Wir verstehen uns ohne Worte

Beziehungsverträge
Beziehungsverträge aushandeln und schriftlich festhalten. Wäre das nicht sehr unromantisch?

Neulich schrieb Sue Reindke in ihrem Newsletter (den ich so sehr liebe, dass ich ihn oft nicht sofort lese, sondern mir aufspare für einen ruhigen Moment, in dem ich ihn langsam und mit Genuss lesen kann) über Beziehungsverträge, die im BDSM-Bereich wohl durchaus üblich sind.

Sie spielt mit dem Gedanken wie es wäre, wenn man einfach den Modus Operandi einer jeden Beziehung gemeinsam aushandeln würde?

Tatsächlich kenne ich kein Paar, das sowas macht.

Warum eigentlich nicht, habe ich mich heute früh beim Spaziergang zum Bäcker gefragt.

Zum einen steht dem natürlich das romantische Ideal der Liebe entgegen. Ganze Armaden von Kalendersprüchen verweigern sich Aushandeln und Liebe in einen Zusammenhang zu bringen.

Wer sich liebt, versteht sich ohne Worte. Man ist sich so nahe, dass der andere stets die Bedürfnisse des Partners kennt und weil man sich schließlich liebt, versucht man alles, um diese zu erfüllen.

Klar.

Funktioniert in Paarbeziehungen hervorragend. So zwei Wochen. Manchmal vielleicht auch einige Monate. Kommt auf die hormonelle Verblendung an. Menschen sind da ja unterschiedlich anfällig.

Hormonell verblendet (oder wie andere sagen: frisch verliebt) ist alles toll. Alles klappt, es ist unkompliziert, man schenkt sich Blumen, bringt dem Partner Kaffee ans Bett und dann naja… kommt der Alltag.

Bei genügsamen Menschen funktioniert es wortlos bestimmt auch noch länger – doch spätestens wenn ein Kind in die Beziehung kommt, sollte man doch zur Verhandlung übergehen.

Und nicht nur das. Man sollte in Verhandlung bleiben. Denn egal wie mühsam man Dinge ausgehandelt hat, das Leben ändert sich, die Rahmenbedingungen ändern sich und – auch das kommt vor – man hat sich (selbst) falsch eingeschätzt und wünscht sich vielleicht doch was anderes als gedacht.

Das Aushandeln ist unendlich anstrengend.

■ ■ ■ ■ ■ ■ ■

* [Aufgaben und Übungen]
[a] Zähle alles auf, was laut dem Text über Beziehungsverträge im hormonell verblendeten Zustand zutrifft oder geschieht.
[b] Schreib den Text über Beziehungsverträge ab, beginnend bei „Wir verstehen uns“ und weiter bis einschließlich „einen Zusammenhang zu bringen.“.
[c] Bei welcher Gelegenheit kam im Text über Beziehungsverträge die Frage „Warum eigentlich nicht“ auf?

* [Datenauszug]
■ ■ ■ ■ ■ ■ ■

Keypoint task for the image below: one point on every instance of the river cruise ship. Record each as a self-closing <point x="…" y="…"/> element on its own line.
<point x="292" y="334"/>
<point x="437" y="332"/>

■ ■ ■ ■ ■ ■ ■

* [Lösungen in Reihenfolge]
[a] Alles ist toll; alles klappt; es ist unkompliziert; man schenkt sich Blumen; man bringt dem Partner Kaffee ans Bett.

[b]
Wir verstehen uns ohne Worte

Beziehungsverträge
Beziehungsverträge aushandeln und schriftlich festhalten. Wäre das nicht sehr unromantisch?

Neulich schrieb Sue Reindke in ihrem Newsletter (den ich so sehr liebe, dass ich ihn oft nicht sofort lese, sondern mir aufspare für einen ruhigen Moment, in dem ich ihn langsam und mit Genuss lesen kann) über Beziehungsverträge, die im BDSM-Bereich wohl durchaus üblich sind.

Sie spielt mit dem Gedanken wie es wäre, wenn man einfach den Modus Operandi einer jeden Beziehung gemeinsam aushandeln würde?

Tatsächlich kenne ich kein Paar, das sowas macht.

Warum eigentlich nicht, habe ich mich heute früh beim Spaziergang zum Bäcker gefragt.

Zum einen steht dem natürlich das romantische Ideal der Liebe entgegen. Ganze Armaden von Kalendersprüchen verweigern sich Aushandeln und Liebe in einen Zusammenhang zu bringen.

[c] Heute früh beim Spaziergang zum Bäcker.